Data items:
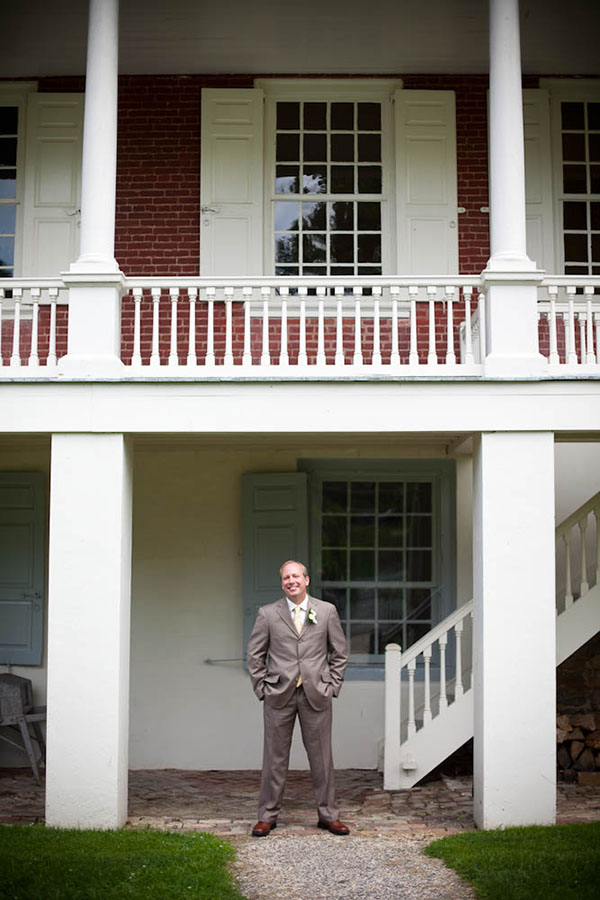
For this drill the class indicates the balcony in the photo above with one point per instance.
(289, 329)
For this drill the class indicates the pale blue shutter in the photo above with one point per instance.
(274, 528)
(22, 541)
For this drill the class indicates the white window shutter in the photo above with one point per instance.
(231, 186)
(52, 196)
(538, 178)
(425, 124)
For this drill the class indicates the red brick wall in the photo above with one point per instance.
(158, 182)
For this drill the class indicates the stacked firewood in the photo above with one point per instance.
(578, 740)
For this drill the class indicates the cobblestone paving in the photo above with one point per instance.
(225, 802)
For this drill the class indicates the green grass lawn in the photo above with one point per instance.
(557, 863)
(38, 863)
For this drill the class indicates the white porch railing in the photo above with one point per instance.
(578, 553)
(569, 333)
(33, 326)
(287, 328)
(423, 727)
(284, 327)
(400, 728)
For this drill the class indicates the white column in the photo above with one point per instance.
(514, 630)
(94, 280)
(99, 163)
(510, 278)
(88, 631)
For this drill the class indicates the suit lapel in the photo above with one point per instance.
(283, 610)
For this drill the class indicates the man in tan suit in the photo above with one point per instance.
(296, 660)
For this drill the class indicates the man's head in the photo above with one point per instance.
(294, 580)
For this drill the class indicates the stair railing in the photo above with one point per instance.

---

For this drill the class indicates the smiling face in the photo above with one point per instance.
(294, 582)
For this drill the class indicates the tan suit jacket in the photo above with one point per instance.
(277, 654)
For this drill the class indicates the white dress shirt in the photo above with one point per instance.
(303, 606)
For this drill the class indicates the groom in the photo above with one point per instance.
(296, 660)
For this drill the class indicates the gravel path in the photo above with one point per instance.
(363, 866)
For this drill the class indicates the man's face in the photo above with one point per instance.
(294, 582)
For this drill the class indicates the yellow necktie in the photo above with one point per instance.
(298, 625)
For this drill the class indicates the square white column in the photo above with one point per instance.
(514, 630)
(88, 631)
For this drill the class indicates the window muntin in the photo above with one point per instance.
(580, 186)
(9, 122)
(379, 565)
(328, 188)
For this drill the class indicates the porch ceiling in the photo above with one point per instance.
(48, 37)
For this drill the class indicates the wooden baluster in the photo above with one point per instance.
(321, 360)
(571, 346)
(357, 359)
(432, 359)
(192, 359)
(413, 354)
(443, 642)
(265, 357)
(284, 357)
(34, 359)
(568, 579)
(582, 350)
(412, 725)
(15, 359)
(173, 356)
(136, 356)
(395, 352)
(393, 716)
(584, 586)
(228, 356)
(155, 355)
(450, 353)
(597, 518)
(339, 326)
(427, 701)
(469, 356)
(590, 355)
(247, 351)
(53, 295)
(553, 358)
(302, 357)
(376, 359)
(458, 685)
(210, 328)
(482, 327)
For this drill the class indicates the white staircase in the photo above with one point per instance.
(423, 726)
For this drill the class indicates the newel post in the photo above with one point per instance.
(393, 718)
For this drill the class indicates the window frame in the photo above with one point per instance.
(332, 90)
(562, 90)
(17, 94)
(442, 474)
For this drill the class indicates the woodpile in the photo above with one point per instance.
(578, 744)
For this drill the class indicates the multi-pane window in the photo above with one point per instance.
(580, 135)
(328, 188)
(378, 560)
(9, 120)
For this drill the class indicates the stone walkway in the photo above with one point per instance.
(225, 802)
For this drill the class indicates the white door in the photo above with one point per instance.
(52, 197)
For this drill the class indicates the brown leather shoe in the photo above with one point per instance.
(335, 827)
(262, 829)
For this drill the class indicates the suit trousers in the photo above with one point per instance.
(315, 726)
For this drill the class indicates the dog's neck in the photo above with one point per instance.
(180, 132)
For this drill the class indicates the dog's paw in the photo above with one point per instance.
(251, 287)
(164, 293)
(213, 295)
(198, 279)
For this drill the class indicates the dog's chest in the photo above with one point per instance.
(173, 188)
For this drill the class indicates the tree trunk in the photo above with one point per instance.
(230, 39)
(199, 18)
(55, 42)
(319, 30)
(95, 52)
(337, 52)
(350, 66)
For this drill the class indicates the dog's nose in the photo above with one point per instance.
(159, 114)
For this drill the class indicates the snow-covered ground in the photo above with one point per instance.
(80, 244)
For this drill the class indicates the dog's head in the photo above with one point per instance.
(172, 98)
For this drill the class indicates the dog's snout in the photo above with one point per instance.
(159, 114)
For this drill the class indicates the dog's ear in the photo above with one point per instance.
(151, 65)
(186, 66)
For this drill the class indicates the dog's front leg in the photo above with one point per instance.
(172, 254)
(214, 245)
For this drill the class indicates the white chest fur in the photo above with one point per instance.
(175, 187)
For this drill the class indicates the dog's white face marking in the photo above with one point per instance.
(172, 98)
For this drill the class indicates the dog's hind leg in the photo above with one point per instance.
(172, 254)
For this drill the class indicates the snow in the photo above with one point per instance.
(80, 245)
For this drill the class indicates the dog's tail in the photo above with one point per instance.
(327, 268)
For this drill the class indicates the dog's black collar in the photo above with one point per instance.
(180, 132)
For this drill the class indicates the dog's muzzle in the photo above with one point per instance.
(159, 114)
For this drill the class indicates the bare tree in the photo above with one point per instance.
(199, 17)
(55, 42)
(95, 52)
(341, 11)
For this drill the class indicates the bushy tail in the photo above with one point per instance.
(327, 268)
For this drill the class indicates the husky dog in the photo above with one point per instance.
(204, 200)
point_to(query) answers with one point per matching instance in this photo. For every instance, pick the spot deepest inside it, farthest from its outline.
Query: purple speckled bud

==

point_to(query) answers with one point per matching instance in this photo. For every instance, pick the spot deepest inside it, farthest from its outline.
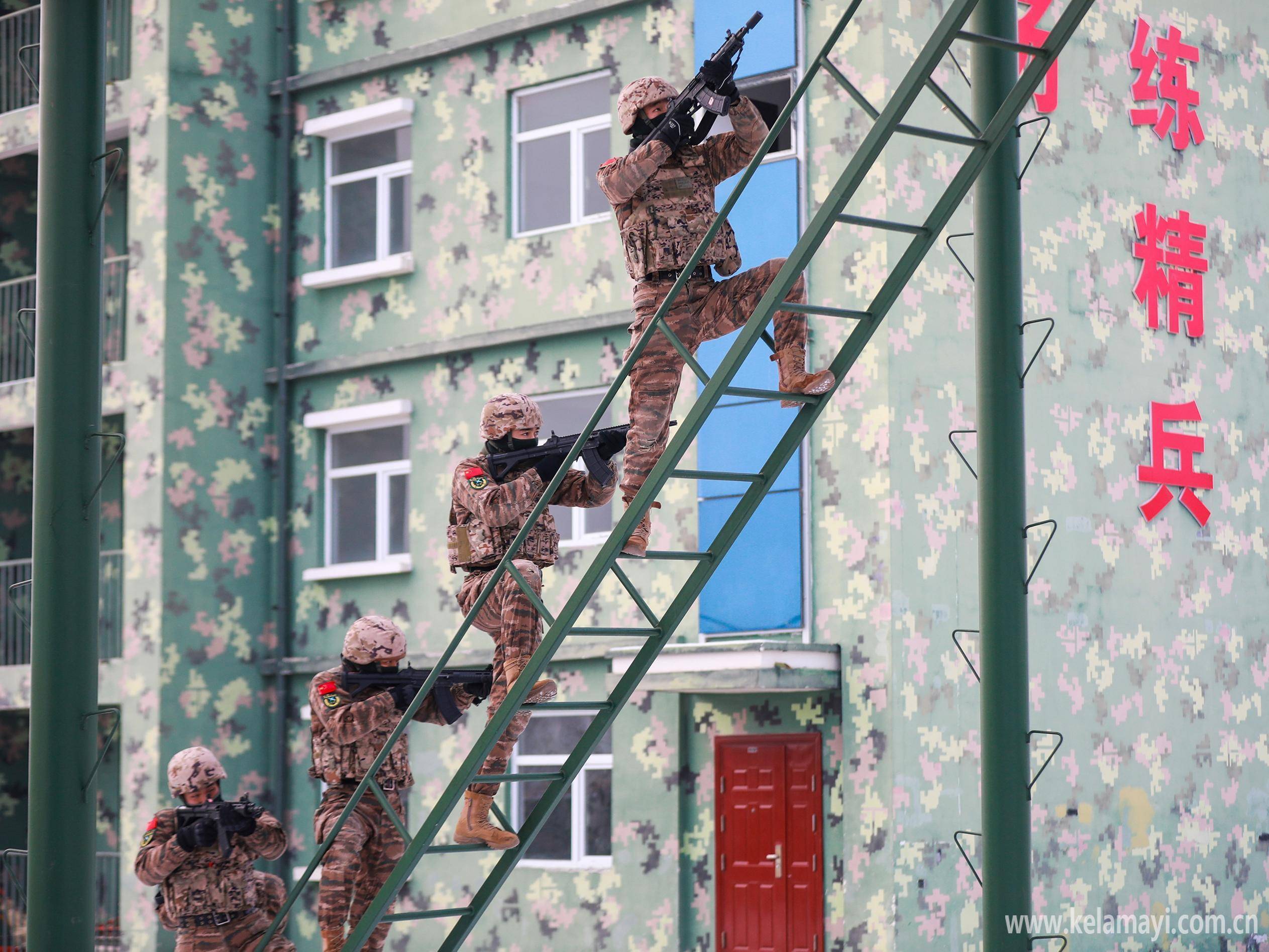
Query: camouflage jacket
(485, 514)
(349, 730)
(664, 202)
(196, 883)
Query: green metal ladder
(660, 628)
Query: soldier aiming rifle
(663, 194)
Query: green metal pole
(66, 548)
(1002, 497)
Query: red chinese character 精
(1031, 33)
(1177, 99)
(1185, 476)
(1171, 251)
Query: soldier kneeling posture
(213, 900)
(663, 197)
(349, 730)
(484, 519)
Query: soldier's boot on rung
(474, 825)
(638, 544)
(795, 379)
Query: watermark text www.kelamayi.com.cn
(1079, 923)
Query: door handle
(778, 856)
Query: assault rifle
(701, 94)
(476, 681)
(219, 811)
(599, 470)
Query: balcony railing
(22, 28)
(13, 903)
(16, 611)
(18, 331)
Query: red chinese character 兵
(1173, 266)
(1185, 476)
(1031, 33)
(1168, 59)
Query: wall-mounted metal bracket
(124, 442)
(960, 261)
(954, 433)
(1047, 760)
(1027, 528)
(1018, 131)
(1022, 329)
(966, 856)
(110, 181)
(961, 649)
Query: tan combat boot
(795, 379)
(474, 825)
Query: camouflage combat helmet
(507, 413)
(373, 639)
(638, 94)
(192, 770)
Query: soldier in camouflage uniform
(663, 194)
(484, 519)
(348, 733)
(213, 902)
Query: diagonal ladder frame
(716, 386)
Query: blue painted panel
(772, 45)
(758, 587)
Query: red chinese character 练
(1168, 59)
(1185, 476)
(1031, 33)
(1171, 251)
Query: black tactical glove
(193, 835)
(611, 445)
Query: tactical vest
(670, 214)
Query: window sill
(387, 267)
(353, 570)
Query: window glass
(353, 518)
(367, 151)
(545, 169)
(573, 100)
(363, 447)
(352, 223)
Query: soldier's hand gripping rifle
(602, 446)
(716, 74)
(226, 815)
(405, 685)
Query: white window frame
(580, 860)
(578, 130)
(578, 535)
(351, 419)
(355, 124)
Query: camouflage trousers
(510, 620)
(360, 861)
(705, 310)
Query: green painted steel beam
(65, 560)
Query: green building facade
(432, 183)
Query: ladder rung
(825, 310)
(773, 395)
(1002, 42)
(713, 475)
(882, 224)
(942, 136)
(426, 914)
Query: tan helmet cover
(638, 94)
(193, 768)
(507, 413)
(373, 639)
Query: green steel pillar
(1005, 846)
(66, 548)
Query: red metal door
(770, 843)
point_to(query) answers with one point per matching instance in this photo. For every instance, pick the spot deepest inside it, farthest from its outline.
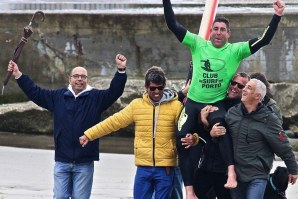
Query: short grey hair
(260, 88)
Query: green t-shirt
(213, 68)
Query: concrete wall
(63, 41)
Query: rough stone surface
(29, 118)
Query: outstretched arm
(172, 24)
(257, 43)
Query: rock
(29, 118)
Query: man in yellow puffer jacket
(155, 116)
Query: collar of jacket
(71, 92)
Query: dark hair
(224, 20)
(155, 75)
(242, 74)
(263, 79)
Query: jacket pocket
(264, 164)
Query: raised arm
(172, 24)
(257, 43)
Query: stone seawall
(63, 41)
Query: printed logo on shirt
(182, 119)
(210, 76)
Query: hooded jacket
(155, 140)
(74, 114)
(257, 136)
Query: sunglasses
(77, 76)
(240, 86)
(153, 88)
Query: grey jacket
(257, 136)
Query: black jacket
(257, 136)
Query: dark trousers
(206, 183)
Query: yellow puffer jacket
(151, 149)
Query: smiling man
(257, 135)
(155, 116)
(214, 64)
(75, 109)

**WHAT NEEDS TO BE DONE**: Starting at the line above that holds "For this drill the class indicates the dog's black" and ending at the line that holds "Query: purple speckled bud", transcribe each line exactly and include no other lines.

**PROBLEM SOLUTION**:
For this drill the class indicates the dog's black collar in the photo above with one point per instance.
(180, 132)
For this drill the class indicates the dog's muzzle in the photo above with one point per instance.
(159, 114)
For this drill the class indicates the bare tree in the photo above with one point per instance.
(199, 17)
(55, 42)
(95, 52)
(341, 11)
For this drill the class indicates the bushy tail in the photo above with one point per instance.
(327, 268)
For this drill the class indicates the husky dog in the photo above with one point per instance.
(204, 200)
point_to(query) answers with one point per matching instance in this photo. For every instance, pick the spot deepest inside it, farthest from its outline.
Query: purple speckled bud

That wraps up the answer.